AUSGANGSTEXT:
________________________________________

Als 2001 die COPOLCO, die Verbraucherorganisation innerhalb der internationalen Normungsorganisation ISO, den Antrag für die Entwicklung einer internationalen Norm zur gesellschaftlichen Verantwortung von Unternehmen stellte, waren die Wirtschaftsvertreter der westlichen Industrieländer davon nicht sonderlich angetan.

Warum die ISO 26000 eine nicht-zertifizierbare Leitfaden-Norm wurde

Eine der Ursachen, die sich in Gesprächen am Rande der später stattfindenden internationalen Konferenzen zwischen den Zeilen herauslesen ließ, war die Befürchtung, dass das, was in den bisherigen Initiativen als Grundlage einer unverbindlichen, weil freiwilligen Selbstverpflichtung in Leitbildern und Mission Statements festgehalten wurde, mithilfe von Audits unabhängiger Dritter plötzlich nachgewiesen und zertifiziert werden sollte. Interessanterweise wurde von Vertretern der Großindustrie als Argument, warum dies unbedingt verhindert werden musste, die Unzumutbarkeit für KMUs vorgebracht, während sich gerade KMUs, die direkt in den Prozess involviert waren, für die Zertifizierbarkeit aussprachen. Ihre Begründung war, dass sie auf dem Wege einer Konformitätsbewertung ihrer CSR-Aktivitäten mit einem international anerkannten Standard durch ihnen wohl vertraute Zertifizierungsorganisationen nicht mehr auf höchst unterschiedliche Vorgaben ihrer Kunden reagieren müssten, die sie bereits zum damaligen Zeitpunkt verstärkt aufforderten, kundenspezifische Lieferantenkodizes zu unterschreiben und über umfängliche, von Kunde zu Kunde variierende Fragebögen deren Umsetzung zu belegen.

________________________________________

AUFGABENSTELLUNG:
Führen Sie den Text über die Entstehung der ISO 26000 im Anschluss an seinen letzten Satz fort.

ERFASSTE DATEN:
________________________________________

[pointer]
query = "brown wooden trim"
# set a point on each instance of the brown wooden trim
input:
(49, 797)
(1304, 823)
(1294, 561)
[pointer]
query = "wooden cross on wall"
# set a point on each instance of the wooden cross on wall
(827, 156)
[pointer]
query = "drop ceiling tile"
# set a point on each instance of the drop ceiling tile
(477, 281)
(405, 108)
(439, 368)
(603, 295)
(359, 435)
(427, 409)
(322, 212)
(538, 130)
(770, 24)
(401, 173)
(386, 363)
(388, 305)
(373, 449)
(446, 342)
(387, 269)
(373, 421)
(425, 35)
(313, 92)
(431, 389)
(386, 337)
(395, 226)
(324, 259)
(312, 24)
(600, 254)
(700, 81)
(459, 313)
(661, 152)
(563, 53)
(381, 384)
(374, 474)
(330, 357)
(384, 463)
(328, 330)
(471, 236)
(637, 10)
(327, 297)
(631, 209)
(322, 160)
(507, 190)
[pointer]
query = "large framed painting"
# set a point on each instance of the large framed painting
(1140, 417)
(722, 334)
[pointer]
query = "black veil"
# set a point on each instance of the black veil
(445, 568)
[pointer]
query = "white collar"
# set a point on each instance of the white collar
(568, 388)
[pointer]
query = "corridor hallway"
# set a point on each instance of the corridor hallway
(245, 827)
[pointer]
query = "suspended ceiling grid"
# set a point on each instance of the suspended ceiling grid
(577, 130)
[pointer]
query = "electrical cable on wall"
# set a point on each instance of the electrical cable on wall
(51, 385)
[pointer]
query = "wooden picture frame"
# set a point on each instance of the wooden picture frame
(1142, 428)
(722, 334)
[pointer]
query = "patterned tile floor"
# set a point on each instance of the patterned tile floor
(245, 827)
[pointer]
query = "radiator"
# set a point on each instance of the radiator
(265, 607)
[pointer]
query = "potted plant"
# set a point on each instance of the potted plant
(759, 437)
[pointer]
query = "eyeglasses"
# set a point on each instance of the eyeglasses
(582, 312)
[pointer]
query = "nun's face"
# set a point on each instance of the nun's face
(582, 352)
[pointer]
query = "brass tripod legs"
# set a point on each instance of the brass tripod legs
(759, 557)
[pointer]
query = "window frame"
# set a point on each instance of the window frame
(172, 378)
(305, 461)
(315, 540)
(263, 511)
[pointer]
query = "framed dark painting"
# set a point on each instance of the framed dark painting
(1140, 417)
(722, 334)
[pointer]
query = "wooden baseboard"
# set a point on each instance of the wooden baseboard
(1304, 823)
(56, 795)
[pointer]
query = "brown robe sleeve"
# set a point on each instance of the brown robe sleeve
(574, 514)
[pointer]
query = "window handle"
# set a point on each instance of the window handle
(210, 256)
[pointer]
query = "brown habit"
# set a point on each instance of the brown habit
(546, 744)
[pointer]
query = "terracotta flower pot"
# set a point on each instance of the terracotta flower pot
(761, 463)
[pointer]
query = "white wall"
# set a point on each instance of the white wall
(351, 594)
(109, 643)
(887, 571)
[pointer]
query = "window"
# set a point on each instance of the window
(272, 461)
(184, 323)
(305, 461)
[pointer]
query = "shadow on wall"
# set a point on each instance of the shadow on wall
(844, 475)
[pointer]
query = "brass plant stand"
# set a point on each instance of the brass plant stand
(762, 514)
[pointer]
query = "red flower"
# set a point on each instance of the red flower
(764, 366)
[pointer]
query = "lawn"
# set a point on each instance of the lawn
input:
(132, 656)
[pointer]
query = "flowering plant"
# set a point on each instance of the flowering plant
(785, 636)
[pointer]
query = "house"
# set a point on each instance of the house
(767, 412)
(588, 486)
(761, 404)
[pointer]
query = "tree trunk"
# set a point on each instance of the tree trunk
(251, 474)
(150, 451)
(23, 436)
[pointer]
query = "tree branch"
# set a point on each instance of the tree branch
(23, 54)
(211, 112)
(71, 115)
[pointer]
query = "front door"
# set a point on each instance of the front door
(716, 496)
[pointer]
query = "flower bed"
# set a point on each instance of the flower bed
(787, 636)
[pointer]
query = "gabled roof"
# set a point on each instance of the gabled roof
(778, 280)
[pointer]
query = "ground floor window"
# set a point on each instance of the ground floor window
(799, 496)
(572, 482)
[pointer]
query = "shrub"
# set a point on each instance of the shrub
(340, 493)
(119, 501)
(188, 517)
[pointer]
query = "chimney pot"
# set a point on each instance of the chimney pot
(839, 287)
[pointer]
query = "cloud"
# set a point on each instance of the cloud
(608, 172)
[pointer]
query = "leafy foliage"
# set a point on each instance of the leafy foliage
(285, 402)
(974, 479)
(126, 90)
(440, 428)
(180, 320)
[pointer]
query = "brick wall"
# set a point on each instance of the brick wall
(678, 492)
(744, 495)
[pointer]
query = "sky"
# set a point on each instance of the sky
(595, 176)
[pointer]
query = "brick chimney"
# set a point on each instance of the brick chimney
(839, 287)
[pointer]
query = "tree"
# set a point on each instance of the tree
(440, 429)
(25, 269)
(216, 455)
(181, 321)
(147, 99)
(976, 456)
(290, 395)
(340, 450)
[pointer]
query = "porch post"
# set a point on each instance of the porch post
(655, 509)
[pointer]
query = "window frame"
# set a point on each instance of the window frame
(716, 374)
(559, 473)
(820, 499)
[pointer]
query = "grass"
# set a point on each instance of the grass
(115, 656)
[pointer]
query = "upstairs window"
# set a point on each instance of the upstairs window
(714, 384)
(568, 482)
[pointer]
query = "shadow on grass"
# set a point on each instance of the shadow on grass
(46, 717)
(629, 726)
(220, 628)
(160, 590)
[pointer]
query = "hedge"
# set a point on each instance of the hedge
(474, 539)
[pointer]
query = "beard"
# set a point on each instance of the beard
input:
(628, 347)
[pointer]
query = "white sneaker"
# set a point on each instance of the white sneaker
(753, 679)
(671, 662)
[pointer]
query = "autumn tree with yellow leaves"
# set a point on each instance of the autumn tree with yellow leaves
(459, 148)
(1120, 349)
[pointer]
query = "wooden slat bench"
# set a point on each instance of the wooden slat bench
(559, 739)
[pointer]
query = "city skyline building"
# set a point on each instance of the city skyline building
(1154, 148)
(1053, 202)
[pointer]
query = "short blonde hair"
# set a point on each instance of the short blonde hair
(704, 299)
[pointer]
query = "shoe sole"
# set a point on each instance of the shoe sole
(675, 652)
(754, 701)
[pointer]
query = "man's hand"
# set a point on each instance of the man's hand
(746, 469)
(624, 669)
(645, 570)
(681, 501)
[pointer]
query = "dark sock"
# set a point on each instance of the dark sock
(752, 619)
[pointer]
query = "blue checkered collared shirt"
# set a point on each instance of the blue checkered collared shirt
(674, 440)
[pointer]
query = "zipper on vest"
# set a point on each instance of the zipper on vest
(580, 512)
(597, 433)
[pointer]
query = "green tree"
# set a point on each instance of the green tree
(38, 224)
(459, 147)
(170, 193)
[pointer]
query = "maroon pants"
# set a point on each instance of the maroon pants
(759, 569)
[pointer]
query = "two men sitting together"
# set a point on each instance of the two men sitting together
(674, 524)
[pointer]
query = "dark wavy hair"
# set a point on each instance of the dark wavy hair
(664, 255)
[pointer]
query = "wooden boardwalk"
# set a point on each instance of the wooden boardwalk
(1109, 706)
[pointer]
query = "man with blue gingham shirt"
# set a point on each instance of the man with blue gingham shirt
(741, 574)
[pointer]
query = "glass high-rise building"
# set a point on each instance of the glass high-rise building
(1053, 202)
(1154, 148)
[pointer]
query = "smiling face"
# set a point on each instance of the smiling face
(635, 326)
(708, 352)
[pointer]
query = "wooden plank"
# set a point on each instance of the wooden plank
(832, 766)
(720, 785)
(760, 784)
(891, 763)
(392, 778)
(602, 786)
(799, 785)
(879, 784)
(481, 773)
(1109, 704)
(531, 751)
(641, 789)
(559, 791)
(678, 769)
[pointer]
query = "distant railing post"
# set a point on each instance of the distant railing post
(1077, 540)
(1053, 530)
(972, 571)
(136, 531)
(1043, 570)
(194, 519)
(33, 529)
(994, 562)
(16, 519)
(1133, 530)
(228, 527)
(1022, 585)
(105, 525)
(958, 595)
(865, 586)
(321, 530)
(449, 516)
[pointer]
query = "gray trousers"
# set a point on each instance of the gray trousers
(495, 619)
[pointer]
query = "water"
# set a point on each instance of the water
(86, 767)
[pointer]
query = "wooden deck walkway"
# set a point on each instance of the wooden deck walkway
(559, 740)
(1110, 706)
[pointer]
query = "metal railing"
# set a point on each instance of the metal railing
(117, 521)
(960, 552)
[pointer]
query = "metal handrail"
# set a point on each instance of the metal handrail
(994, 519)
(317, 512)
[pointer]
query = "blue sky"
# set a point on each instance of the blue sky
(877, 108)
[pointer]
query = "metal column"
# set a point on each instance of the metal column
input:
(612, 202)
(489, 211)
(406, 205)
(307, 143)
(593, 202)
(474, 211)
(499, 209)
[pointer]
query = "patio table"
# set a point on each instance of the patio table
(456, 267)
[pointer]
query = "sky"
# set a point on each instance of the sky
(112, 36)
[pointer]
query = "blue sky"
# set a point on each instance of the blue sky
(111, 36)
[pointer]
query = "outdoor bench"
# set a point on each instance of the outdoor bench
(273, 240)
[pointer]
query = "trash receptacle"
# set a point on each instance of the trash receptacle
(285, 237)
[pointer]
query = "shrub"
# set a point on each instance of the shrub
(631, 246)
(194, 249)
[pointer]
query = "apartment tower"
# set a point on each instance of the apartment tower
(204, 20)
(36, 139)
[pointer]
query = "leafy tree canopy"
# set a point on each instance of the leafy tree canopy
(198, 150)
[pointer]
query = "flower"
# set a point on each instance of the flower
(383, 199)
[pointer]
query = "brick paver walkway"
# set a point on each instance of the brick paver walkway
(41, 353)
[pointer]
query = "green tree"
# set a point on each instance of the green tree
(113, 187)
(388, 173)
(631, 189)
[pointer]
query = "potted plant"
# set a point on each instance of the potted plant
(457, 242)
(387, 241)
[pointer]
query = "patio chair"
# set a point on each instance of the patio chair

________________________________________

ANTWORT ZUR AUFGABE:
In die Erstellung des sogenannten "New Work Item Proposal", das den inhaltlichen Rahmen für die Entwicklung einer neuen ISO-Norm vorgibt, flossen aber auch fachliche Argumente gegen eine zertifizierbare Managementsystemnorm zum Thema gesellschaftlicher Verantwortung ein, die von den involvierten Experten aller Stakeholdergruppen vorgebracht wurden. Grundlage war eine Auseinandersetzung mit folgenden beiden Fragen:

  • Kann ein so komplexes Thema wie gesellschaftliche Verantwortung mit konkreten Anforderungen verbunden werden, die von Organisationen zu erfüllen sind, um erfolgreich zertifiziert zu werden?
  • Würde die Existenz eines entsprechenden Anforderungskatalogs Organisationen nicht dazu verleiten, sich – im Sinne des sogenannten "Check-Listen-Approach" – auf die Erfüllung dieser Anforderungen zu beschränken, anstatt sich zunächst einmal ergebnisoffen mit den unterschiedlichen Facetten des Themas und ihrer Bedeutung für das eigene Unternehmen intensiv auseinanderzusetzen?

Die Verständigung der eingebundenen Stakeholder darauf, statt einer zertifizierbaren lediglich eine sogenannte Leitfaden-Norm entwickeln zu lassen, war ein wichtiger Schritt auf dem Weg zur positiven Abstimmung, dass das Projekt realisiert werden sollte, im Anschluss an einen Workshop in Stockholm im Mai 2014.

Entwicklungs- und Schwellenländer forcierten Normung

An dieser Veranstaltung nahmen ungewöhnlich viele Vertreter von Entwicklungs- und Schwellenländern teil. Ihre Argumente waren es am Ende, die die letzten Zweifel an der Notwendigkeit eines ISO-Standards zum Thema ausräumen konnten. Dazu gehörte zum einen, dass ISO-Standards weltweit dafür bekannt und anerkannt seien, den "state-of-the-art" zu einem bestimmten Thema abzubilden und daher häufig von Regierungen in weniger entwickelten Ländern als Grundlage für nationale Vorgaben und Gesetze genutzt würden. Ein internationaler Standard zu allen verantwortungsrelevanten Aspekten der Organisationsführung existiere bislang aber nicht.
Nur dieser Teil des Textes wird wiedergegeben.